> **WHAT YOU SHOULD DO**
Each line of the data should be duplicated precisely.
[PROVIDED DATA Boundary: Start]
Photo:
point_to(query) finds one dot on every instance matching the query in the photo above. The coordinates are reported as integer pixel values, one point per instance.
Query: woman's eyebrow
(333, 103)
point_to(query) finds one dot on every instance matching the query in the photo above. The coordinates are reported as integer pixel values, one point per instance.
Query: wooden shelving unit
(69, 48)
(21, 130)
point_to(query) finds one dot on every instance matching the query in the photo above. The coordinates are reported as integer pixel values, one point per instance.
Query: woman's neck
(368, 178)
[PROVIDED DATA Boundary: End]
> **SOLUTION TO THIS TASK**
Photo:
point_to(query) finds one dot on every instance matching the query in the photo above. The coordinates are reported as integer pixel values, one point per instance.
Query: woman's eyebrow
(333, 103)
point_to(query) finds one dot on every instance matching the query in the photo above. The coordinates are reported as integer pixel values, one point per instance.
Query: wooden shelving unit
(69, 48)
(21, 130)
point_to(query) finds one dot on every instance matching the query in the photo above. The coordinates are reported as integer pixel values, one point per instance.
Query: woman's neck
(368, 178)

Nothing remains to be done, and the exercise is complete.